*TASK*: In duplicating the lines below, keep every word unchanged and drop the pictures.

.....

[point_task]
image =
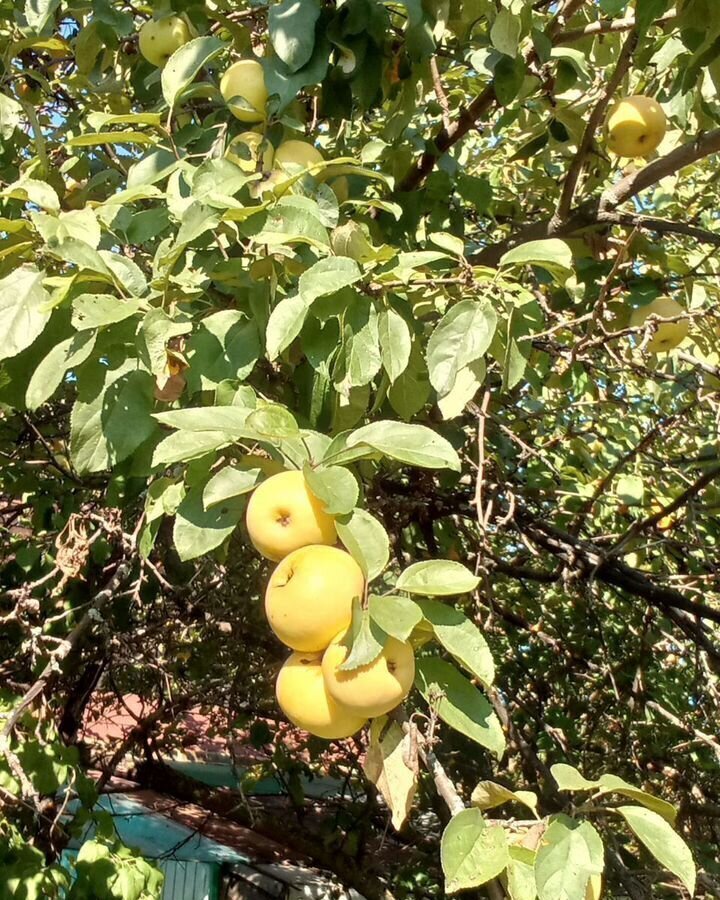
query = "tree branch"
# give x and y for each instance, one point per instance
(603, 211)
(677, 159)
(661, 226)
(606, 26)
(576, 552)
(446, 138)
(594, 122)
(52, 668)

.....

*TASK ANSWER*:
[point_task]
image =
query = "tree branch"
# give x and y for each instance, one point per instance
(603, 211)
(677, 159)
(661, 226)
(606, 26)
(576, 552)
(446, 138)
(594, 122)
(52, 668)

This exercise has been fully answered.